- _Stated goal_:
Report each line of the records below that contains the word "ground". Count a line only if the capitalization matches.

(Saved data entries)
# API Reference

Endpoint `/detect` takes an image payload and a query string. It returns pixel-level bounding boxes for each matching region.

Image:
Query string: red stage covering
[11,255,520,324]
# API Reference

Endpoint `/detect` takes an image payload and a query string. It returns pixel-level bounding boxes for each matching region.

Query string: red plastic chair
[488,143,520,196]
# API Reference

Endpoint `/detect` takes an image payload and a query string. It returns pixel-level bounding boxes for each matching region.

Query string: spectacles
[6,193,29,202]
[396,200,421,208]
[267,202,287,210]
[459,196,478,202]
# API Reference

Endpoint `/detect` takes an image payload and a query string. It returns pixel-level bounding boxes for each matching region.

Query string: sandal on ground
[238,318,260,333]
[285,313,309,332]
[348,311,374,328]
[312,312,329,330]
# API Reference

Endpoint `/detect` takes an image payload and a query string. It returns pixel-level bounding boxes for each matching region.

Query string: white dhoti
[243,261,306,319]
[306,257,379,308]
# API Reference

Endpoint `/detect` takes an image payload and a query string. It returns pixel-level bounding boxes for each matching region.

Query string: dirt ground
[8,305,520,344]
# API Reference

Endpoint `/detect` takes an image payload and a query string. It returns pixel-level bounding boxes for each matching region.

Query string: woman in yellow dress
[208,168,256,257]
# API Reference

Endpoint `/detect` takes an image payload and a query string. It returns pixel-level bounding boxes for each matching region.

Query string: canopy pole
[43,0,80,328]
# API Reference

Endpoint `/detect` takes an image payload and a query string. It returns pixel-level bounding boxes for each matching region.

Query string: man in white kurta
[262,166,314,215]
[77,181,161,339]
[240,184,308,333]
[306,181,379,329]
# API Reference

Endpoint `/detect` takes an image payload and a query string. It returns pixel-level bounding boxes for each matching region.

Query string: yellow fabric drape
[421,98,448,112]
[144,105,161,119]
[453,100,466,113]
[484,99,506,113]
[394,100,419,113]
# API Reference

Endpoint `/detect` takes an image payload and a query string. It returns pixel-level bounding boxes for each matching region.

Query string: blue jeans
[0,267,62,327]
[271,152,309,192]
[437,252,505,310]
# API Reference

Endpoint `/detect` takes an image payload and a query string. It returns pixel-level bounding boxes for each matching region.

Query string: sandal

- _Correct output_:
Query string: sandal on ground
Query string: dirt ground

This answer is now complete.